◆ **Data provided**
▬▬▬
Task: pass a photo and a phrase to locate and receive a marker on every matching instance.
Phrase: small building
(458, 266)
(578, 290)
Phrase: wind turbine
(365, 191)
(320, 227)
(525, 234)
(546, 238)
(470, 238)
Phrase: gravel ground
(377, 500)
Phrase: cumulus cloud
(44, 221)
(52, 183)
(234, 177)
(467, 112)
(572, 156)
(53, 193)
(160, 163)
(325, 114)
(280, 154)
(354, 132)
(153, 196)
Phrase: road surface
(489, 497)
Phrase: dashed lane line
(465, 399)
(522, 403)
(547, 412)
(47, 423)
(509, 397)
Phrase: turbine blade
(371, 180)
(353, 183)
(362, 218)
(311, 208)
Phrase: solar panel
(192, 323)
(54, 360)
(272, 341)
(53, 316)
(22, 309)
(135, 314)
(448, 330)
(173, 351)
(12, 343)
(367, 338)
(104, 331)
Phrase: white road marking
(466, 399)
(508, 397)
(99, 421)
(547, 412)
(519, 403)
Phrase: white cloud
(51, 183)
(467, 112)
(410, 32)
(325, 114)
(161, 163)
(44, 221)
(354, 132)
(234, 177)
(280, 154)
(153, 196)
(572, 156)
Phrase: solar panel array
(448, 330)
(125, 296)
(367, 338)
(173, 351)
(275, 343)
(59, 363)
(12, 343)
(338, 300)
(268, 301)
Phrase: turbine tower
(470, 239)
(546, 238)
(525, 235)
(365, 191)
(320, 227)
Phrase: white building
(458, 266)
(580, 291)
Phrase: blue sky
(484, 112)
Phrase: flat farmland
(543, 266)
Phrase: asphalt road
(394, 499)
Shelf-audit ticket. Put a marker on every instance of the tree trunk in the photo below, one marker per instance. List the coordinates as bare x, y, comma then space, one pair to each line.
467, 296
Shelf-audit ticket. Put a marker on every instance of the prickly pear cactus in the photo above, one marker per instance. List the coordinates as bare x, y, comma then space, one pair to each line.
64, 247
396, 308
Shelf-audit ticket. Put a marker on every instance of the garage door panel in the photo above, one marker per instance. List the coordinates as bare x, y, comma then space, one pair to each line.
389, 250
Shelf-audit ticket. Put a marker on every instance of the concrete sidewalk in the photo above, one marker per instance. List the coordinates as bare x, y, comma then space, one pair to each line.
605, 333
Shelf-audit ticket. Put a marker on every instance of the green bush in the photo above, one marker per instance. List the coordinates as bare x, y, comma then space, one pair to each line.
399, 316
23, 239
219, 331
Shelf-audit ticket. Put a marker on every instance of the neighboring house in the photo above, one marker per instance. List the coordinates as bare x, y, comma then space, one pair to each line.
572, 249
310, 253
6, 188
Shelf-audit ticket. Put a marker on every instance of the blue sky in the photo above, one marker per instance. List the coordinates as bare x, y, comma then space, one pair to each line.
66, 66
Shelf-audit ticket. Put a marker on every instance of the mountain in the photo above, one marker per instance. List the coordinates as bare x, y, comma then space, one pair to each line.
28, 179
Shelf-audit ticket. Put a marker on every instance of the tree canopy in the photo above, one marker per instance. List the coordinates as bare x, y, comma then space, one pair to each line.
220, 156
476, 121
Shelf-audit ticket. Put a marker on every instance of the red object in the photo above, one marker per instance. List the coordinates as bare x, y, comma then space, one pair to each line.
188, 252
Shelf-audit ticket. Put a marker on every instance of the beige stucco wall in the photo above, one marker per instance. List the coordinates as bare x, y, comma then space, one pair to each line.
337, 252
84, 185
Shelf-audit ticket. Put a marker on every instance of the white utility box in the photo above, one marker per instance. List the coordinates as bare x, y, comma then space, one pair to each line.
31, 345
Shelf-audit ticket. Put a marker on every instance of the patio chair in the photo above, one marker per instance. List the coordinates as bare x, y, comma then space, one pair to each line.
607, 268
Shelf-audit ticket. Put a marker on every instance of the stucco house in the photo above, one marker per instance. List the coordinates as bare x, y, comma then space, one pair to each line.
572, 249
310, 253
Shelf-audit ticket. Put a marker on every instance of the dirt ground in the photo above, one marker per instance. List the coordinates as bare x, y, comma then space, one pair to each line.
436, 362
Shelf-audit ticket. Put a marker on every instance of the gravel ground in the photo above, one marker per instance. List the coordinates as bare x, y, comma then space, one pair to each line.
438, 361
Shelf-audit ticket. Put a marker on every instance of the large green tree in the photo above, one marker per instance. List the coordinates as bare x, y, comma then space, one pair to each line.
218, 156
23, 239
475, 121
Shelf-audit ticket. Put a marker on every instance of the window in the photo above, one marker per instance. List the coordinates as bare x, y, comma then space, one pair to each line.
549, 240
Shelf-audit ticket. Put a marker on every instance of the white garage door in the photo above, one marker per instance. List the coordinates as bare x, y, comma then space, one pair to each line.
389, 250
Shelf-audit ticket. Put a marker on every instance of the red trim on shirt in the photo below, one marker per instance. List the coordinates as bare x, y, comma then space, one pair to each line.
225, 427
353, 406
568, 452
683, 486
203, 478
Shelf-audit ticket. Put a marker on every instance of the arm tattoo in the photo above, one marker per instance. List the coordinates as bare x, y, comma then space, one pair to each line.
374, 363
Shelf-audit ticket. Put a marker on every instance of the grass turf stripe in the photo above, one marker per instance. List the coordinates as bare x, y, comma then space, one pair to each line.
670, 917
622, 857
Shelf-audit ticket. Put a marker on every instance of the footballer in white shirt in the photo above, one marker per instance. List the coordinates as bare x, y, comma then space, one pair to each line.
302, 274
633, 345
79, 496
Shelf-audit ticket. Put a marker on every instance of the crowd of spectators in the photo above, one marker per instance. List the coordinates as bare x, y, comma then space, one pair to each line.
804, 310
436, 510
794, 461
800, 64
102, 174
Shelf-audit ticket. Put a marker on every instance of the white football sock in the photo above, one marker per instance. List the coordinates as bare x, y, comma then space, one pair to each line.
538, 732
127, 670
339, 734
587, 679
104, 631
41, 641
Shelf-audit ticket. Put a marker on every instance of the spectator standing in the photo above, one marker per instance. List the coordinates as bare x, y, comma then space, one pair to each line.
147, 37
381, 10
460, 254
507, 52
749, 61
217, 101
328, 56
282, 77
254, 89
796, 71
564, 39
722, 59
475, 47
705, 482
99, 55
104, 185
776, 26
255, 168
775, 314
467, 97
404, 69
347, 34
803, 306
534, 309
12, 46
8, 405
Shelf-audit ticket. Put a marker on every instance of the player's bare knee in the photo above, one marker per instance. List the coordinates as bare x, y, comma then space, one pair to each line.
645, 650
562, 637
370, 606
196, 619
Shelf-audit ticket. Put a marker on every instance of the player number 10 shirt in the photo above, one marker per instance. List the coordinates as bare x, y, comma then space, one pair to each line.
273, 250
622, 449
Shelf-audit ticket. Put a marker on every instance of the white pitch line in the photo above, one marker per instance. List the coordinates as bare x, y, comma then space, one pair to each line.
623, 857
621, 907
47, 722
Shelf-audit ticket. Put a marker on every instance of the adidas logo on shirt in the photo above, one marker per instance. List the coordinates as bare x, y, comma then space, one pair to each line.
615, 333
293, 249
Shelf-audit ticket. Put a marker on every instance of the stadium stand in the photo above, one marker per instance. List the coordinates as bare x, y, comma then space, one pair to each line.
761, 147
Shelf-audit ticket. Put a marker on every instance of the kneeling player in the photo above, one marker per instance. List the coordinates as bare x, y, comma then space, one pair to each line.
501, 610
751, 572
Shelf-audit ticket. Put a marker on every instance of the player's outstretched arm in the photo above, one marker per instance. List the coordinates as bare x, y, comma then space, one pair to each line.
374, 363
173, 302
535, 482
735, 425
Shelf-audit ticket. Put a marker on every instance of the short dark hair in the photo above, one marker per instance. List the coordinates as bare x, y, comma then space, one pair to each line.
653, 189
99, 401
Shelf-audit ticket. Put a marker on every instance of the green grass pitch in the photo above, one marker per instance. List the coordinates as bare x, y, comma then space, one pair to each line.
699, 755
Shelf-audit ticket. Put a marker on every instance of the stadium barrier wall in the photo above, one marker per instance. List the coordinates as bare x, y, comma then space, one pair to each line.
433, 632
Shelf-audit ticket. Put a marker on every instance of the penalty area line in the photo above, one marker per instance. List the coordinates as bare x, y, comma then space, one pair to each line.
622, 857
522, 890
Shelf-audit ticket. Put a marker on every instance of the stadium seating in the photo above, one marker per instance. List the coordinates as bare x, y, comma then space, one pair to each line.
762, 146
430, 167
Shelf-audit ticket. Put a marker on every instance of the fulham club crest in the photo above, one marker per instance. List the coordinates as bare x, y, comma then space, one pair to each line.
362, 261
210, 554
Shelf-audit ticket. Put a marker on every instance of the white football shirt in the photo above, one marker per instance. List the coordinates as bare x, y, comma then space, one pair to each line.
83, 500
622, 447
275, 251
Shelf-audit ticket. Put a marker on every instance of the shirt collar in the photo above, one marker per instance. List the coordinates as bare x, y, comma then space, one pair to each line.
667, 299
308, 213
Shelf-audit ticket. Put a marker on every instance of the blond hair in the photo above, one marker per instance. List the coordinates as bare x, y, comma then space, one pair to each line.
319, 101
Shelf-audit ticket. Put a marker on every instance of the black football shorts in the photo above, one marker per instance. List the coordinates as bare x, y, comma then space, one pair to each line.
▬▬▬
◆ **What to do**
Every line from the one containing "Shelf-audit ticket. Put a marker on every instance of the shirt" through the end of the entries above must be echoed exactly, with both ends kept.

◆ **Written response**
Shelf-audit ticket. Put a marker on every instance of the shirt collar in the photo above, one marker per instance. List the coordinates as bare x, y, comma then space, one pair to each line.
667, 299
308, 213
Shelf-audit ticket. Put a marker on every instance of the blond hair in the photo above, one marker per instance. List the coordinates as bare x, y, comma then space, one pair to each line.
319, 101
Shelf-audit ticket. Put a marker on every instance of the black football shorts in the photo above, one marker per instance. List the coordinates as bare x, y, comma then space, one pair to each line.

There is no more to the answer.